===== The input
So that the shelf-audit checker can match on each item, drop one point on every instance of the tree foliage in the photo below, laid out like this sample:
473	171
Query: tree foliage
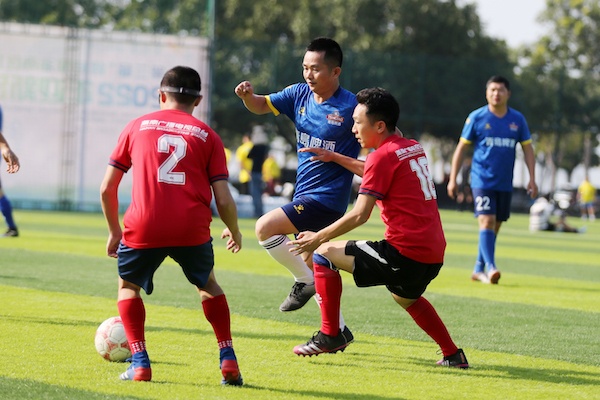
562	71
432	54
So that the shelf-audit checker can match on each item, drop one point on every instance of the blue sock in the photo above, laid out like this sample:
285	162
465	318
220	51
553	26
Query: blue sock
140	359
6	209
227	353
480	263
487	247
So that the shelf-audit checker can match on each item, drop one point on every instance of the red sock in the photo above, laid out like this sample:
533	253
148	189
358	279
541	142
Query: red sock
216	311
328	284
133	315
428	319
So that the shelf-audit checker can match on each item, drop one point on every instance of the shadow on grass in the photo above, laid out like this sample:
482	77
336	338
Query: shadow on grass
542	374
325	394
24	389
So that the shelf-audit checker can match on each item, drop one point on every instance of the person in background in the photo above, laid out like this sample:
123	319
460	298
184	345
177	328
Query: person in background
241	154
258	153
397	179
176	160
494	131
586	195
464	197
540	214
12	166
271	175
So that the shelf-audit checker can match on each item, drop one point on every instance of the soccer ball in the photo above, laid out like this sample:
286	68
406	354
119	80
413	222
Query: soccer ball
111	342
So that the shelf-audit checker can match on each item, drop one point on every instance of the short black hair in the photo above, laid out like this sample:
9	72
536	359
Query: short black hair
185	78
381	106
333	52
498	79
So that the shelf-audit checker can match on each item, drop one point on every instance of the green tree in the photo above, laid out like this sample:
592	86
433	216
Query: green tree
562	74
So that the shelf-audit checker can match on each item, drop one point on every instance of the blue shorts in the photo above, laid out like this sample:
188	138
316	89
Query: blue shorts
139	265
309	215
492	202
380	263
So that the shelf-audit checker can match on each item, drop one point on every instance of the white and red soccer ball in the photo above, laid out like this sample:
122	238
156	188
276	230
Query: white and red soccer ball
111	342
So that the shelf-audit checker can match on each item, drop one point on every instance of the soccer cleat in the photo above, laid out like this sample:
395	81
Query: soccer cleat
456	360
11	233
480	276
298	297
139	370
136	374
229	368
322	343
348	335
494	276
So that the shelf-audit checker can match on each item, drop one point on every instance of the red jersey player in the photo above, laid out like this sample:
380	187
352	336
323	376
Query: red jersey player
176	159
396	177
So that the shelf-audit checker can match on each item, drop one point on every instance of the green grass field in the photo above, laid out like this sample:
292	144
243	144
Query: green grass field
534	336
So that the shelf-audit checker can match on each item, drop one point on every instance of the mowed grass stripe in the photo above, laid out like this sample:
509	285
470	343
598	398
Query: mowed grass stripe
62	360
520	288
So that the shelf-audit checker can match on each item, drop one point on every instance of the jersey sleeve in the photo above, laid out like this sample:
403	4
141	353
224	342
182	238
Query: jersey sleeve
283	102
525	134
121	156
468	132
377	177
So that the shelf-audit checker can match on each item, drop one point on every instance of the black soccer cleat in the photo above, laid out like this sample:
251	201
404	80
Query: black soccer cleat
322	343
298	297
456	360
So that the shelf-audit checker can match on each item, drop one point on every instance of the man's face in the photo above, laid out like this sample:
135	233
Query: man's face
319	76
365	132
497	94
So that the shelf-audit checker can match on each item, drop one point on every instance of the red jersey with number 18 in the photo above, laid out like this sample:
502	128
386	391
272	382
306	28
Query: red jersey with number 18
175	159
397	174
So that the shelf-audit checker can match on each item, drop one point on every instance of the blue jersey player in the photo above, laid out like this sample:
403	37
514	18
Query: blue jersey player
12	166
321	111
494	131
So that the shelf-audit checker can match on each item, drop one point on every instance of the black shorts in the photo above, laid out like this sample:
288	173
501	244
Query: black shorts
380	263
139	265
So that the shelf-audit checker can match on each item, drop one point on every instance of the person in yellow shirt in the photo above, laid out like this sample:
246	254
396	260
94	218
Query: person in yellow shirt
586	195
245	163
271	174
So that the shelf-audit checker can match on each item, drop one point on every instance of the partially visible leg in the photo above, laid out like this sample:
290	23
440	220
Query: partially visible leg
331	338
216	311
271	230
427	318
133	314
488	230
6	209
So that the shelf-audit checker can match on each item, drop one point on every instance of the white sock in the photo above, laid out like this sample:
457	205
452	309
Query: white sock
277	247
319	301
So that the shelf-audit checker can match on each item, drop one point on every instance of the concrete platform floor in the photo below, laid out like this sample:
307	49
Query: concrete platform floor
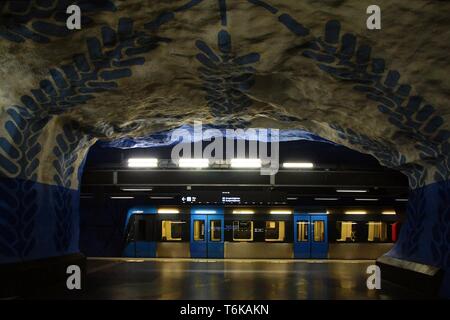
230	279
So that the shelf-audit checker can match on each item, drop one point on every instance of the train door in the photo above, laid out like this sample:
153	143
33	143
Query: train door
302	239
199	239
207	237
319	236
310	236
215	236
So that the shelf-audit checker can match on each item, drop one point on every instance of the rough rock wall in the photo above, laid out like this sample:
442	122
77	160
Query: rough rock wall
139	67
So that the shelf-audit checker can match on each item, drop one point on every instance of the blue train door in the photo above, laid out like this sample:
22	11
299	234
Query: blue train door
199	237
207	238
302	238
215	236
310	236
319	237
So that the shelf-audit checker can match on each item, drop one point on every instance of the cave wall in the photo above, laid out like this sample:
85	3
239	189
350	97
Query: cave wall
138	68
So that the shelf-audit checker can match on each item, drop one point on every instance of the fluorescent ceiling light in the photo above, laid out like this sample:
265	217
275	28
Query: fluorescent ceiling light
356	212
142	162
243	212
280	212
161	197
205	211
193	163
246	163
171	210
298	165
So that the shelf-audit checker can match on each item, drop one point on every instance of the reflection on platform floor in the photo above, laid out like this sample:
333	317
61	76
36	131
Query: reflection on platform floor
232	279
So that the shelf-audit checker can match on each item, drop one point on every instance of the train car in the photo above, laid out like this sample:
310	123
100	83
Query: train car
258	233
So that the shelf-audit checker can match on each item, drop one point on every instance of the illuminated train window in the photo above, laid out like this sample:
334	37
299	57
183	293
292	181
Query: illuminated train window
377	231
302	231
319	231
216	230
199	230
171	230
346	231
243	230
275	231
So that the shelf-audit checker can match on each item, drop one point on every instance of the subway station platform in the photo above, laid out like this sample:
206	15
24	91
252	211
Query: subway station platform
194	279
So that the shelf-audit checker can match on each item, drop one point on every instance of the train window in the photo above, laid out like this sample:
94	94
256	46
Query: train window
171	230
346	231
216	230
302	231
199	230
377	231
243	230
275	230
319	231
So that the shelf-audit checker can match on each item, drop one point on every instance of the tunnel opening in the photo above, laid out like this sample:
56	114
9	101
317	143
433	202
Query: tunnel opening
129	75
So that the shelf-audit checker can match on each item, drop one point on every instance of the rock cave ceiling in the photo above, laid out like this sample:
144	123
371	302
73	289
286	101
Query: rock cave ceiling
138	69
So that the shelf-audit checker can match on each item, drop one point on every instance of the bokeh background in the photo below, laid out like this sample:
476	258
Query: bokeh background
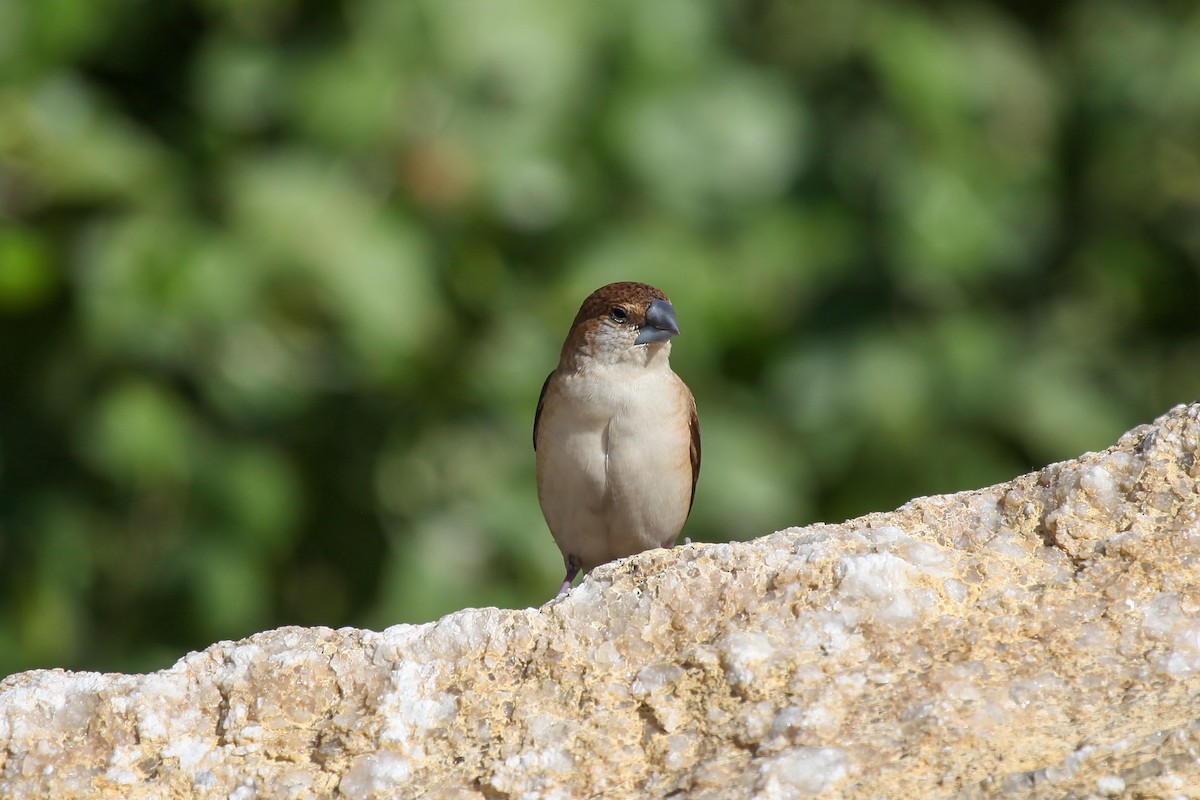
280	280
==========
===== The input
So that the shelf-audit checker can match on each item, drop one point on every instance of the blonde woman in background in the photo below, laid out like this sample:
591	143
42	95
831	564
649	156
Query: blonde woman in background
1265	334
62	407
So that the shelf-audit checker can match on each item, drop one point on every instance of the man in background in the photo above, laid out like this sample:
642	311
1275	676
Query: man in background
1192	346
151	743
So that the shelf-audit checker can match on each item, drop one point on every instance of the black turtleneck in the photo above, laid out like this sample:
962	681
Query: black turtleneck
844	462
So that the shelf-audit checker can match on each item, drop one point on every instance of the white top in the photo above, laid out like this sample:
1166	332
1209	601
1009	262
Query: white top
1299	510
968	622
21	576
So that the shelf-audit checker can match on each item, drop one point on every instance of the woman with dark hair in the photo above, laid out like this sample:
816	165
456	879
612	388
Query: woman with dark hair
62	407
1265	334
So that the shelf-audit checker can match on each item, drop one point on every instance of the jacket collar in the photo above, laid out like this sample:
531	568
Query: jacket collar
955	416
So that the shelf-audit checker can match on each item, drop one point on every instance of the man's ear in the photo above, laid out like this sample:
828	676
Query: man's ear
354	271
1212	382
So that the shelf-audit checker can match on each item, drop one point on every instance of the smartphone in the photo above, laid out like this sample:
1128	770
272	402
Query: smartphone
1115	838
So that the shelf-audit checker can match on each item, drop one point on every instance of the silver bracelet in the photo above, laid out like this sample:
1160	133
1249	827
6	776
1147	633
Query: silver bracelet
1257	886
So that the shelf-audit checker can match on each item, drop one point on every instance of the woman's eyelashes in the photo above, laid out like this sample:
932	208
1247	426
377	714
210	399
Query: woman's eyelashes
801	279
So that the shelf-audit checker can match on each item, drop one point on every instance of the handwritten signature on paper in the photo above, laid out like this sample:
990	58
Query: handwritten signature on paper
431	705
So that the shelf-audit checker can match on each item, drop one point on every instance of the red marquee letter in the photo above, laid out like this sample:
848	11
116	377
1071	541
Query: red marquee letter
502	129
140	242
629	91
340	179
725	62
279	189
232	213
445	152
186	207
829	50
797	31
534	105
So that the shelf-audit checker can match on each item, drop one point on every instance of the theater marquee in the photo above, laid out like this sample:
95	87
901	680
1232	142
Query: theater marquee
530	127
==========
===== The input
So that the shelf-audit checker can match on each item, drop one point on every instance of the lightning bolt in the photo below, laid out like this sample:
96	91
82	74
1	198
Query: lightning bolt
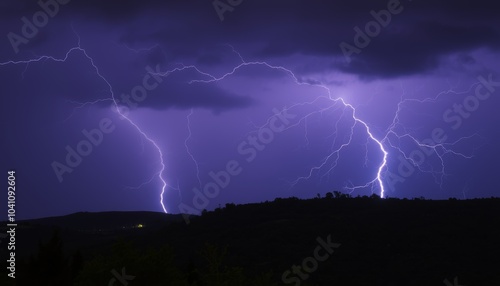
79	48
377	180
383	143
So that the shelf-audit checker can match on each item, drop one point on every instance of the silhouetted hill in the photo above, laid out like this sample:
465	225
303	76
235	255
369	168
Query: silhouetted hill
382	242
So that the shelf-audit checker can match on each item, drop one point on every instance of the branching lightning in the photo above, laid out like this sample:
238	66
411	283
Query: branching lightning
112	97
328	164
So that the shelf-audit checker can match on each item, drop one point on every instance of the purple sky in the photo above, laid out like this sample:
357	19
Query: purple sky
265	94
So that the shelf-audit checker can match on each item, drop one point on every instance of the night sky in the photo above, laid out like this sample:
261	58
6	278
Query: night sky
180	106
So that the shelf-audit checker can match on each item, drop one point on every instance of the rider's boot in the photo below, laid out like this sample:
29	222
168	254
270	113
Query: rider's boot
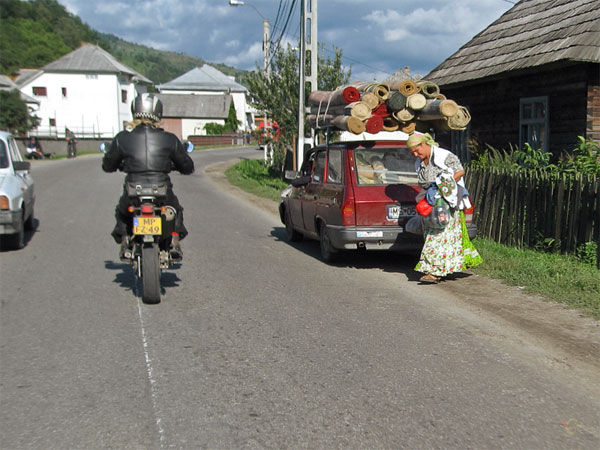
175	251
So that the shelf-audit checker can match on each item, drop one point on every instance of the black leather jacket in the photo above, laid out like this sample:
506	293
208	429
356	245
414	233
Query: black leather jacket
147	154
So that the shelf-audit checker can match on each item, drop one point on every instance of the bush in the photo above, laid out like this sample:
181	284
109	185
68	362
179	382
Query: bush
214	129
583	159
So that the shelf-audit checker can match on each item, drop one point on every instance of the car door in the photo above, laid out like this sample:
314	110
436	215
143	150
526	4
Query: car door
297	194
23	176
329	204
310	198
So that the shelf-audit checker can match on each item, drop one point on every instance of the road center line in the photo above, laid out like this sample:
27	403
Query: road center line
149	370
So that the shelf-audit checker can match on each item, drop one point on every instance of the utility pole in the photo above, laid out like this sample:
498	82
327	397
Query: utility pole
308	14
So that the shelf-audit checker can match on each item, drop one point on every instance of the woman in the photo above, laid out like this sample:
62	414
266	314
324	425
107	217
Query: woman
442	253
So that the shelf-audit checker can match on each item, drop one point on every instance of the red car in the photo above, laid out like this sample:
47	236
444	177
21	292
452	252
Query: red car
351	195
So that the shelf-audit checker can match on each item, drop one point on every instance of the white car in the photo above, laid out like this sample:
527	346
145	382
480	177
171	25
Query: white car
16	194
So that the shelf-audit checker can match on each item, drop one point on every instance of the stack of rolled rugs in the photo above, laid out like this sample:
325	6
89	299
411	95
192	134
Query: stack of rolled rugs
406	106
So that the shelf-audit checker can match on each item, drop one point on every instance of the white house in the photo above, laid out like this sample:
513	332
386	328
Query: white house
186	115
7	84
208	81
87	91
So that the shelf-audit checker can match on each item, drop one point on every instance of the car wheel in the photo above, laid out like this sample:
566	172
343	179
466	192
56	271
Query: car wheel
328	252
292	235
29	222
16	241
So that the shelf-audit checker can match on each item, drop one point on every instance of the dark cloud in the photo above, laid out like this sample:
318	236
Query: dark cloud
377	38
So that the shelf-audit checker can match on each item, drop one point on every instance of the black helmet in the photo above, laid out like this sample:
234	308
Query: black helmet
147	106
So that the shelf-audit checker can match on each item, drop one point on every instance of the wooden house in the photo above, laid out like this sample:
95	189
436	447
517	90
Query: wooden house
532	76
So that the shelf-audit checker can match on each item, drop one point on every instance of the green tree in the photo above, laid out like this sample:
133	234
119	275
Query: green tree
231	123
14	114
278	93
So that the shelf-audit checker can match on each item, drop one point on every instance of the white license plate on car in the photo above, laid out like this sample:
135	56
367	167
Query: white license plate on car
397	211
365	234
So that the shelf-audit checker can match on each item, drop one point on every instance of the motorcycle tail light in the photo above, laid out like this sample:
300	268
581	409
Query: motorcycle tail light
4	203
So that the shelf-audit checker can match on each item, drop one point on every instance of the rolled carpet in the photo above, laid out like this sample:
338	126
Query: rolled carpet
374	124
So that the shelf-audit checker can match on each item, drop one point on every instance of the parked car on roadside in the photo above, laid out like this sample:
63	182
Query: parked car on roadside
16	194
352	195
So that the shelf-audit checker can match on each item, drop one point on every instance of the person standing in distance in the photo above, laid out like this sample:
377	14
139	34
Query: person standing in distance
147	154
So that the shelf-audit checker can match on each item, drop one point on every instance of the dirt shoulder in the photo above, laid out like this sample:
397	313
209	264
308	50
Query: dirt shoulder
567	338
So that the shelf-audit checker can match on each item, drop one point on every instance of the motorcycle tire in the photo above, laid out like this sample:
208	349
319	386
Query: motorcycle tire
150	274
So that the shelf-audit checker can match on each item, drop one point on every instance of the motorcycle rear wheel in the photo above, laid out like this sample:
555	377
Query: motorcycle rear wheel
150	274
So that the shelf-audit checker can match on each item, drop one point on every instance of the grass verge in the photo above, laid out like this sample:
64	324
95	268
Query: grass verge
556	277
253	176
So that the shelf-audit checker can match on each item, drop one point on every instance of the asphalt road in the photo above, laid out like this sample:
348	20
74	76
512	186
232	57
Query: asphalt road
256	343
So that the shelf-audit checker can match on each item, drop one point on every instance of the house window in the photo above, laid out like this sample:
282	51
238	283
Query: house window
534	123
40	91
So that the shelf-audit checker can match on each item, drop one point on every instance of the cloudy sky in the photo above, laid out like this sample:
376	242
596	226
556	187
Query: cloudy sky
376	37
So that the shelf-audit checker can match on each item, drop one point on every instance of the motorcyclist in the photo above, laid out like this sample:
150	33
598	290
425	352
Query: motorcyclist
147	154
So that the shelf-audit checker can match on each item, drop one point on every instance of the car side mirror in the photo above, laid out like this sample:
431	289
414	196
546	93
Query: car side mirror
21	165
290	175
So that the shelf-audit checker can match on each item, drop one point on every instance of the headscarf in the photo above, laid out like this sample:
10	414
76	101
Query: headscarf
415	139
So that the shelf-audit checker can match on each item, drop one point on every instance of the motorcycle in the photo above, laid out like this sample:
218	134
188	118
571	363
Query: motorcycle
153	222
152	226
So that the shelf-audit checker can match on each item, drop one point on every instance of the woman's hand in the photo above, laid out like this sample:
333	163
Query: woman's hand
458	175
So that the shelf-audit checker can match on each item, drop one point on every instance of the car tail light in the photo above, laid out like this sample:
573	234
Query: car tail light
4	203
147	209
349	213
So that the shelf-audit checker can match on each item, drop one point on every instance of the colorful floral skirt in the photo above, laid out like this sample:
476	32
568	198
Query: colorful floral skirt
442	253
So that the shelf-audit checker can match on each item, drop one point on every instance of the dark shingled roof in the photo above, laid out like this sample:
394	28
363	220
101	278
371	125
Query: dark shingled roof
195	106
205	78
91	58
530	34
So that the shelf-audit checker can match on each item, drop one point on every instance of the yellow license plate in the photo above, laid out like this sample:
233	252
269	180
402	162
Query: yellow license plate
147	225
==========
About this task: When a line of the records holds the word "below", copy that line.

Result of this exercise:
So that the shelf-audit checker can match on each item, drop one point on every instance of the tree foliage in the photo below, laid out like this sample:
So that the shelf-audit checker can match on each item, drop one point on every instance of the concrete platform floor in the photo below, laid out like this sample:
So that the shelf-audit checker can match on each item, drop one point on every instance of the bokeh background in the photo below, laid out like this sample:
So that the shelf-audit checker can match on each item, drop one point on every instance of the blonde woman in background in the photo below, laid out like this sample:
So that the shelf-audit checker can match on each item, drop one point on every instance of the lightning bolt in the photo below, laid out like this sample:
So that the shelf-audit checker can match on each item, drop one point on every instance of the rider's boot in the photo below, laid out like this sample:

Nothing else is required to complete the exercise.